■ **INSTRUCTIONS FOR THE TASK**:
Please reproduce the records below word for word, from the line with "Task: indicate every instance of the snow" to the line with "[(524, 191)]", including both of those lines.

───── RECORDS FOR PROCESSING ─────

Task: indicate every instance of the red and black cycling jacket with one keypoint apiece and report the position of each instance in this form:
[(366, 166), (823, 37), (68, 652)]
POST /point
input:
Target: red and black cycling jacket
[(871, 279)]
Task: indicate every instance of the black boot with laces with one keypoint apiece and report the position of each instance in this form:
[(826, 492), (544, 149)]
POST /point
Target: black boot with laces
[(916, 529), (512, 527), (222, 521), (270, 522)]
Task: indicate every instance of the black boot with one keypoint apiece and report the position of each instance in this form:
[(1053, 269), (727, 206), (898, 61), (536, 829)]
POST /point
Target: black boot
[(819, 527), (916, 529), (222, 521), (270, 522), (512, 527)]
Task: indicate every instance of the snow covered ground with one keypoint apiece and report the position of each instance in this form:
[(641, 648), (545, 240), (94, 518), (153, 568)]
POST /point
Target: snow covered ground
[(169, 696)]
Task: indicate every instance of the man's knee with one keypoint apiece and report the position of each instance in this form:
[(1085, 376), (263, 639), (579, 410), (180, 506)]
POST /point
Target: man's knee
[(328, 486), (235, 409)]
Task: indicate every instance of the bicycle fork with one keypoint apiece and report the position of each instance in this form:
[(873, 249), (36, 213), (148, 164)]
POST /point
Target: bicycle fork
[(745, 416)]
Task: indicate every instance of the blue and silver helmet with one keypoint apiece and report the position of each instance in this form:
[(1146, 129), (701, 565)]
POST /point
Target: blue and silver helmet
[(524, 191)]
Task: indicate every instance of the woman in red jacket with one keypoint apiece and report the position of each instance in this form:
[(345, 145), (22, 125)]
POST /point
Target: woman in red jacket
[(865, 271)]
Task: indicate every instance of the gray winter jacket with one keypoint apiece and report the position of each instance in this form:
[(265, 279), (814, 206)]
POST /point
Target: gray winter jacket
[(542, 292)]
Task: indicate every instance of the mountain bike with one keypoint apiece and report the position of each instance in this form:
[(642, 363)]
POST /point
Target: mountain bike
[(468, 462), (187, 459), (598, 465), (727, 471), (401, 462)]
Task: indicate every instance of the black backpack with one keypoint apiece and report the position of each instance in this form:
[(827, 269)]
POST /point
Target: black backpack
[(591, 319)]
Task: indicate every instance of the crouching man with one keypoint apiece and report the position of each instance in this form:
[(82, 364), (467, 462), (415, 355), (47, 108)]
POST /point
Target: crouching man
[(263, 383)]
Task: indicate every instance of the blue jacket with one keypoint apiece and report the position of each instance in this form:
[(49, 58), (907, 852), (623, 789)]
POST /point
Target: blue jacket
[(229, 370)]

─────

■ **FINAL RESULT**:
Task: indicate every instance of the snow covered ground with one keypoint apiece and report the position of each instance in this form:
[(641, 648), (545, 240), (94, 518), (153, 568)]
POST /point
Target: snow covered ground
[(169, 696)]
Task: indicate every instance of the man's knee with one keypoint apiece and report the position of each instance in this form:
[(1085, 376), (263, 639), (579, 410), (180, 506)]
POST /point
Target: man's knee
[(328, 486), (235, 409)]
Task: indicate every instance of the bicycle fork with one keypoint apiece and report the position of each instance in this form:
[(873, 249), (36, 213), (148, 164)]
POST /point
Target: bicycle fork
[(745, 416)]
Task: indicate every instance of the blue and silver helmet with one keypoint apiece and report the position of each instance in this form:
[(1146, 129), (701, 565)]
POST /point
Target: blue and silver helmet
[(524, 191)]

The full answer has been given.